Could you copy out every line of the items below, requests included, but rescale the point coordinates listed after each "Target:" line by multiplying them by 1.05 and rounding to whole numbers, with halves rounded up? Leave the pictures out of your answer.
───── Available records
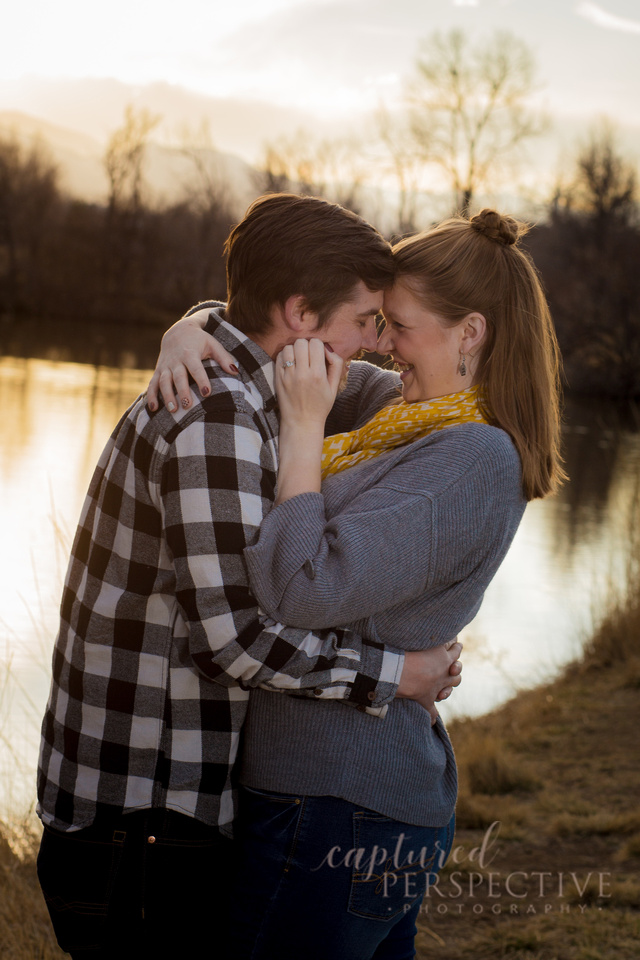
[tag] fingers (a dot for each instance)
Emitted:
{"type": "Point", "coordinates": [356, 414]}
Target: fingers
{"type": "Point", "coordinates": [152, 391]}
{"type": "Point", "coordinates": [222, 357]}
{"type": "Point", "coordinates": [335, 365]}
──────────
**The response:**
[tag] fingers (a dot for each instance)
Emitted:
{"type": "Point", "coordinates": [356, 414]}
Target: fingers
{"type": "Point", "coordinates": [160, 411]}
{"type": "Point", "coordinates": [233, 375]}
{"type": "Point", "coordinates": [352, 383]}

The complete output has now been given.